TEXTO SELECIONADO >>
Dídimo Heleno
 
Volta e meia somos obrigados a assistir cenas sofríveis de pessoas que se acham acima das demais e da lei, não se constrangendo em protagonizar as sofríveis “carteiradas”. Recentemente um morador do condomínio Alphaville, em São Paulo, humilhou grosseiramente um soldado PM e, mesmo estando visivelmente embriagado, não foi preso. Isso tudo aconteceu perante uma câmera de celular e diante da filha e esposa do agressor. 
 
No último final de semana foram exaustivamente veiculadas as cenas do desembargador do Tribunal e Justiça de São Paulo Eduardo Almeida Prado Rocha Siqueira, que com aquela típica gentileza dos canalhas destratou um agente da Guarda Civil Municipal de Santos, que havia pedido para ele usar a máscara, em razão da Covid-19.

LINHAS FORNECIDAS >>
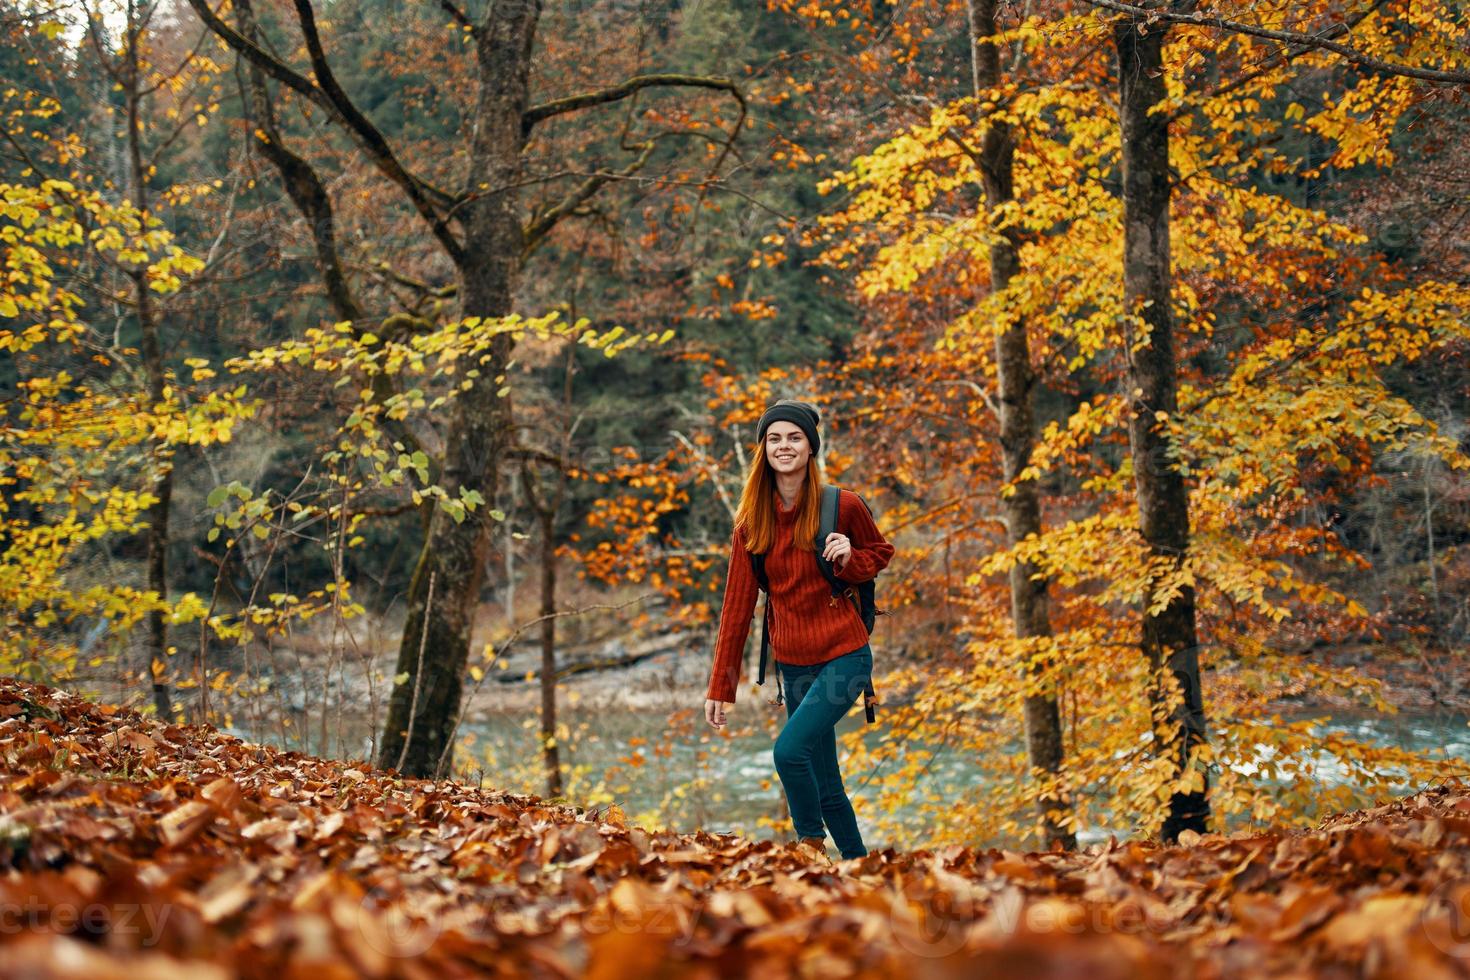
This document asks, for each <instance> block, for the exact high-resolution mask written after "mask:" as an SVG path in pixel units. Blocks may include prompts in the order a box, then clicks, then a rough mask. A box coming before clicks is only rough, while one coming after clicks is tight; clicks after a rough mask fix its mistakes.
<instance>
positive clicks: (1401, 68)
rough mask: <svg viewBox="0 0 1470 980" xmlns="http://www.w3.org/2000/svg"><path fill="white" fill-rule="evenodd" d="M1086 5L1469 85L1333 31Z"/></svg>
mask: <svg viewBox="0 0 1470 980" xmlns="http://www.w3.org/2000/svg"><path fill="white" fill-rule="evenodd" d="M1085 3H1089V4H1092V6H1094V7H1101V9H1104V10H1116V12H1119V13H1127V15H1129V16H1135V18H1142V19H1145V21H1169V22H1172V24H1191V25H1194V26H1208V28H1216V29H1219V31H1230V32H1233V34H1247V35H1250V37H1258V38H1264V40H1267V41H1282V43H1283V44H1301V46H1307V47H1314V48H1320V50H1323V51H1332V53H1333V54H1341V56H1342V57H1345V59H1347V60H1348V62H1351V63H1354V65H1357V66H1358V68H1364V69H1367V71H1372V72H1377V73H1379V75H1398V76H1402V78H1420V79H1423V81H1429V82H1449V84H1455V85H1470V72H1452V71H1441V69H1435V68H1414V66H1413V65H1395V63H1394V62H1385V60H1383V59H1379V57H1373V56H1372V54H1364V53H1363V51H1360V50H1357V48H1354V47H1349V46H1347V44H1339V43H1338V41H1333V40H1332V38H1330V37H1329V31H1332V28H1327V29H1324V31H1323V32H1320V34H1302V32H1299V31H1277V29H1274V28H1263V26H1257V25H1254V24H1242V22H1239V21H1227V19H1225V18H1222V16H1211V15H1207V13H1204V12H1202V10H1195V12H1192V13H1182V12H1177V10H1167V9H1163V7H1141V6H1135V4H1132V3H1122V0H1085ZM1333 26H1339V25H1333Z"/></svg>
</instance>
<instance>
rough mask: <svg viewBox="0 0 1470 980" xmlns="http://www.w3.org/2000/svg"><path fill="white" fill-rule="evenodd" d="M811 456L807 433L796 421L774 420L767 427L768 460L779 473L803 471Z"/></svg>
mask: <svg viewBox="0 0 1470 980" xmlns="http://www.w3.org/2000/svg"><path fill="white" fill-rule="evenodd" d="M808 458H811V444H810V442H807V433H806V432H803V430H801V426H798V425H797V423H794V422H772V423H770V428H769V429H766V461H767V463H770V469H773V470H776V472H778V473H801V472H804V470H806V467H807V460H808Z"/></svg>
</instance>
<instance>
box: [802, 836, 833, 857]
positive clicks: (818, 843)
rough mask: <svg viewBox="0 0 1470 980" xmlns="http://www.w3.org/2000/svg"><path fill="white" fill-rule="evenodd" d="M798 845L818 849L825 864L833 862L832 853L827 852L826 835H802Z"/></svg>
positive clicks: (820, 855)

ENUNCIADO A >> No texto sobre as carteiradas, o que o agente da Guarda Civil Municipal de Santos havia pedido ao desembargador?
ENUNCIADO B >> Dê continuidade ao texto sobre as carteiradas, começando logo após a última frase apresentada.

RESPOSTA A >> Havia pedido que ele usasse a máscara, em razão da Covid-19.

RESPOSTA B >>
 
O desembargador troglodita chama o guarda de “analfabeto” e simplesmente amassa e joga o papel da multa no chão (outro ato de trogloditismo), não sem antes ligar para o secretário de Segurança Pública da cidade de Santos, Del Bel, exigindo que este falasse com o “inconveniente” guarda municipal. 
 
Esse desembargador, inclusive, é contumaz na prática de tais atos. Os seus abusos variam de contatos pessoais impróprios até a quebra de uma cancela de pedágio simplesmente por ele não ter tido paciência de esperar e, certa vez, passou uma descompostura numa colega magistrada porque esta se mostrou preocupada com o estado de saúde de uma ascensorista. Para o magistrado, tal atitude “rebaixaria a classe dos magistrados”.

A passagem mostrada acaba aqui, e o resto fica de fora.